***** Fragmento proporcionado *****

Desde aquella vez en que mandé a la mierda al médico de la obra social porque, al faltar una fecha, no quiso autorizarme una receta para la medicación antirretroviral, me quedé con la idea de que si tenía que hablar con él de nuevo, se vengaría de mí. No sólo lo había mandado a la mierda sino que, además, cuando referí aquel episodio en una de estas columnas, lo traté de “loca vociferante”. Aunque no mencioné su nombre, me quedé pensando que tal vez había leído la columna y se había reconocido. Durante mucho tiempo no nos cruzamos: cada vez que llevaba una receta, la recibía una empleada, la llevaba a su despacho y me la devolvía autorizada.

Hace una semana, después de diez días sin medicación y de haber ido a reclamar dos veces a la farmacia, fui a la obra social para averiguar qué pasaba. Mientras esperaba en el pasillo, lo vi llegar. “Ah, vos sos ése al que un día le hice mal la receta...”, me dijo socarrón. Se equivocaba, pero no me convenía recordarle aquel episodio. Esta vez iba decidido a no perder la calma; no levantaría la voz, ni insultaría a nadie. Le expliqué con serenidad cuál era el problema: había entregado la receta en la farmacia hacía dos semanas, y hasta la fecha no había recibido los medicamentos, una medicación que, todos los médicos insisten, no se debe interrumpir. “Ah, ése es un problema de la farmacia —contestó—. ¡Los voy a sumariar!” Respiré hondo y dije: “El farmacéutico me dijo que había llamado dos veces al distribuidor para hacer el reclamo”. “Esperame”, dijo y desapareció.

***** Ítems extraídos *****

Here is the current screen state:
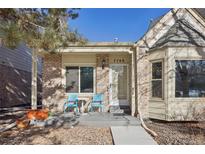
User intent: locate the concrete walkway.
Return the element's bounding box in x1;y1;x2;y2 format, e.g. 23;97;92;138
111;126;157;145
78;112;140;127
78;112;157;145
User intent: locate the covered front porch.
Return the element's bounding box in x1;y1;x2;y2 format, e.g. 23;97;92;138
43;43;136;115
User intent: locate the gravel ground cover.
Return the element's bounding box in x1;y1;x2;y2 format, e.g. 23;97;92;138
146;121;205;145
0;126;113;145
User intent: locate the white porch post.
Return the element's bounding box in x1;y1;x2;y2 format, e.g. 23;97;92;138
131;47;137;116
31;49;37;109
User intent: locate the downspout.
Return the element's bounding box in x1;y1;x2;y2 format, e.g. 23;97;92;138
135;45;158;137
31;49;37;109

*****

= Consigna de trabajo =
Transcriba sin cambios el pasaje del fragmento sobre el médico de la obra social que va desde "Hace una semana, después" hasta "dijo y desapareció.", ambos incluidos.

= Resultado del ejercicio =
Hace una semana, después de diez días sin medicación y de haber ido a reclamar dos veces a la farmacia, fui a la obra social para averiguar qué pasaba. Mientras esperaba en el pasillo, lo vi llegar. “Ah, vos sos ése al que un día le hice mal la receta...”, me dijo socarrón. Se equivocaba, pero no me convenía recordarle aquel episodio. Esta vez iba decidido a no perder la calma; no levantaría la voz, ni insultaría a nadie. Le expliqué con serenidad cuál era el problema: había entregado la receta en la farmacia hacía dos semanas, y hasta la fecha no había recibido los medicamentos, una medicación que, todos los médicos insisten, no se debe interrumpir. “Ah, ése es un problema de la farmacia —contestó—. ¡Los voy a sumariar!” Respiré hondo y dije: “El farmacéutico me dijo que había llamado dos veces al distribuidor para hacer el reclamo”. “Esperame”, dijo y desapareció.